Valuation of Home Health Agencies: Regulatory Environment

Home healthcare in the U.S. is highly regulated, creating a complex system, especially for home health agencies (HHAs) that operate across multiple states. HHAs face a range of federal and state legal and regulatory constraints, which affect their formation, operation, procedural coding and billing, and ability to engage in transactions. The second installment of this home health valuation series will discuss the regulatory environment in which these organizations operate.

Certificate of Need

At its core, a state certificate of need (CON) program is one in which a government determines where, when, and how major capital expenditures (e.g., funds spent on public healthcare facilities, services, and key equipment) will be made.1 The theory behind CON regulations is that, in an unregulated market, healthcare providers will provide the latest costly technology and equipment, regardless of duplication or need, resulting in increased costs for consumers.2 For example, hospitals may raise prices to pay for underused services, equipment, or empty beds.3 Proponents of this system argue that CON programs are necessary to limit healthcare spending because healthcare consumers are unable to “shop” for goods and services, as most of these are ordered by physicians.4 Opponents of the system assert that restricting new entrants to the market may reduce competition, and encourage construction and other additional spending, all of which ultimately results in higher healthcare prices.5 Ideally, though, CON programs would not prevent change in the healthcare market but merely provide a way for the public and stakeholders to give input and allow for an evaluation process.6 This regulatory scheme may serve to distribute care to disadvantaged or underserved populations and block low-volume facilities, which may provide a lower quality of care.7

Currently, 35 states and Washington D.C. have a CON program in place, and most of those programs regulate HHAs.8 Therefore, a prospective HHA operator must apply for and be granted a CON through the applicable state agency prior to commencing operations. The process for obtaining a CON varies from state to state.

Licensure & Accreditation

At their inception, HHAs must satisfy state licensing requirements in order to begin operation. In addition, HHAs must be certified by Medicare in order to receive reimbursement for services provided to patients who are Medicare or Medicaid beneficiaries. HHAs may meet the requisite Medicare certification requirements by obtaining accreditation through an accepted national accreditation organization such as: (1) the Joint Commission on Accreditation of Healthcare Organizations; (2) the Accreditation Commission for Home Care, Inc.; or, (3) the Community Health Accreditation Program.9 Once operational, HHAs must also maintain compliance with applicable federal fraud and abuse laws, such as the Anti-Kickback Statute and the Stark Law.

Fraud & Abuse

Fraud and abuse laws, specifically those related to the federal Anti-Kickback Statute (AKS) and Stark Law, may have the greatest impact on the operations of HHAs. The AKS and Stark Law are generally concerned with the same issue – the financial motivation behind patient referrals. However, while the AKS is broadly applied to payments between providers or suppliers in the healthcare industry and relates to any item or service that may be paid for under any federal healthcare program, the Stark Law specifically addresses the referrals from physicians to entities with which the physician has a financial relationship for the provision of defined services that are paid for by the Medicare program. Additionally, while violation of the Stark Law carries only civil penalties, violation of the AKS carries both criminal and civil penalties.
· · · · ·
#### ASSIGNMENT 1:
Name every national accreditation organization that the text on the regulatory environment of home health agencies gives as a route to Medicare certification.
#### ASSIGNMENT 2:
Resume the text on the regulatory environment of home health agencies, starting after its final sentence, and continue in the same formal register.
· · · · ·
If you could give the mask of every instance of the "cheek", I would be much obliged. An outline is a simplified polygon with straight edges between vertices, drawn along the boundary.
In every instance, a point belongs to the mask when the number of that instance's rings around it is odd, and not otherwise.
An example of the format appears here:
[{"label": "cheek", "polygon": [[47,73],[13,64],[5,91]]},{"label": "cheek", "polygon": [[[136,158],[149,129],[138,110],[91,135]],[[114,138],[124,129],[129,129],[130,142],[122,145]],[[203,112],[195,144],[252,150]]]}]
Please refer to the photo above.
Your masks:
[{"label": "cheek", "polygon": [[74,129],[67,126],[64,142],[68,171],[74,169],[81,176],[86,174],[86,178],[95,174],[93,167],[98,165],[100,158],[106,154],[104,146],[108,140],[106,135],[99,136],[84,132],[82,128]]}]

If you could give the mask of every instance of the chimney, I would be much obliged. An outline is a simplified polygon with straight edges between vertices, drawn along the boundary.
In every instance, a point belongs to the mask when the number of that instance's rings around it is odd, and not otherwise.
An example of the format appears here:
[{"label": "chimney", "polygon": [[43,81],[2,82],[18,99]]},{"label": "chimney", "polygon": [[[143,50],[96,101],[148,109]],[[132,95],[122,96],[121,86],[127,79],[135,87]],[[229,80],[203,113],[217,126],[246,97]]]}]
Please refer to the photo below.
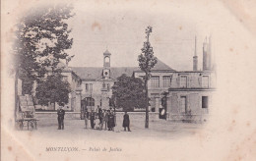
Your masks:
[{"label": "chimney", "polygon": [[195,36],[195,55],[193,56],[193,71],[197,71],[198,59],[197,59],[197,37]]},{"label": "chimney", "polygon": [[203,43],[203,71],[209,70],[209,48],[207,43],[207,37]]}]

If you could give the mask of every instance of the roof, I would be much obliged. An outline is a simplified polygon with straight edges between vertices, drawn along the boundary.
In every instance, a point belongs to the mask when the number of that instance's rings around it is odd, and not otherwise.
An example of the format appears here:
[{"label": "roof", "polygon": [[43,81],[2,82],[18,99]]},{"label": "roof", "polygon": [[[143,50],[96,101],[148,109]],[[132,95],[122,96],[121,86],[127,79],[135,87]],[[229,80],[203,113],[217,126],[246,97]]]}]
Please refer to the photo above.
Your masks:
[{"label": "roof", "polygon": [[[158,63],[151,71],[152,72],[175,72],[175,70],[167,66],[165,63],[161,62],[160,59],[158,59]],[[136,72],[142,72],[142,71],[141,69],[137,68]]]},{"label": "roof", "polygon": [[[103,67],[71,67],[71,69],[82,79],[95,80],[101,78]],[[122,74],[132,76],[134,72],[142,72],[139,67],[110,67],[110,78],[116,80]],[[158,59],[158,63],[152,72],[175,72],[169,66]]]},{"label": "roof", "polygon": [[[101,77],[101,67],[71,67],[82,80],[95,80]],[[138,70],[137,67],[111,67],[110,78],[116,80],[122,74],[132,76],[133,72]]]}]

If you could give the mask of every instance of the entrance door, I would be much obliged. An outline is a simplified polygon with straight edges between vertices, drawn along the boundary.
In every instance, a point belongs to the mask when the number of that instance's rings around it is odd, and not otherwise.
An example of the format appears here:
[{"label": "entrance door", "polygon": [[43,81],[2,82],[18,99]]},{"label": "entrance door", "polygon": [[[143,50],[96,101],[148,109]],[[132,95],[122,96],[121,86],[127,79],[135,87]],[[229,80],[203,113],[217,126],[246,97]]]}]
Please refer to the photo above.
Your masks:
[{"label": "entrance door", "polygon": [[182,113],[186,113],[186,110],[187,110],[187,98],[186,96],[181,96],[180,97],[180,101],[181,101],[181,112]]}]

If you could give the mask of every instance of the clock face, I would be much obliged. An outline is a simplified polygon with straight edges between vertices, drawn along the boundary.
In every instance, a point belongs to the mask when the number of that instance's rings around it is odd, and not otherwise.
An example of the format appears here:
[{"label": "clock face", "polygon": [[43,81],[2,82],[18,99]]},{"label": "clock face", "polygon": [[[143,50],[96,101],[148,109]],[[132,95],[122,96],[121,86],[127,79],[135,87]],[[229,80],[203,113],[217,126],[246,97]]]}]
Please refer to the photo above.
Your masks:
[{"label": "clock face", "polygon": [[104,75],[104,77],[108,77],[109,76],[109,71],[108,70],[104,70],[103,71],[103,75]]}]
· · · · ·
#### TASK OUTPUT 1:
- The Joint Commission on Accreditation of Healthcare Organizations
- The Accreditation Commission for Home Care, Inc.
- The Community Health Accreditation Program

#### TASK OUTPUT 2:
Enacted in 1972, the federal AKS makes it a felony for any person to “knowingly and willfully” solicit or receive, or to offer or pay, any “remuneration”, directly or indirectly, in exchange for the referral of a patient for a healthcare service paid for by a federal healthcare program.10 Violations of the AKS are punishable by up to five years in prison, criminal fines up to $25,000, or both.11 Congress amended the original statute in 1987 to include exclusion from the Medicare and Medicaid program as an alternative civil remedy to criminal penalties12 and again in 1997 to add a civil monetary penalty of treble damages, or three times the illegal remuneration, plus a fine of $50,000 per violation.13 Additionally, interpretation and application of the AKS under case law has created precedent for a regulatory hurdle known as the one purpose test. Under the one purpose test, healthcare providers violate the AKS if even one purpose of the arrangement in question is to offer remuneration deemed illegal under the AKS.14

The Patient Protection and Affordable Care Act (ACA) made two noteworthy changes to the intent standards related to the AKS. First, the legislation amended the AKS by stating that a person need not have actual knowledge of the AKS or specific intent to commit a violation of the AKS for the government to prove a kickback violation.15  However, the ACA did not remove the requirement that a person must “knowingly and willfully” offer or pay remuneration for referrals in order to violate the AKS.16 Therefore, in order to prove a violation of the AKS, the government must show that the defendant was aware that the conduct in question was “generally unlawful,” but not that the conduct specifically violated the AKS.17 Second, the ACA provided that a violation of the AKS is sufficient to state a claim under the False Claims Act (FCA).18 The amended AKS points out that liability under the FCA is “[i]n addition to the penalties provided for in [the AKS]…19 This suggests that, in addition to civil monetary penalties paid under the AKS, violation of the AKS would create additional liability under the FCA, which itself carries civil monetary penalties of over $21,500 plus treble damages.20

Due to the broad nature of the AKS, legitimate business arrangements may appear to be prohibited.21  In response to these concerns, Congress created a number of statutory exceptions and delegated authority to the HHS to protect certain business arrangements by means of promulgating several safe harbors.22 These safe harbors set out regulatory criteria that, if met, shield an arrangement from regulatory liability, and are meant to protect transactional arrangements unlikely to result in fraud or abuse.23 Failure to meet all of the requirements of a safe harbor does not necessarily render an arrangement illegal.24 It should be noted that, in order for a payment to meet the requirements of many AKS safe harbors, the compensation must not exceed the range of Fair Market Value and must be commercially reasonable.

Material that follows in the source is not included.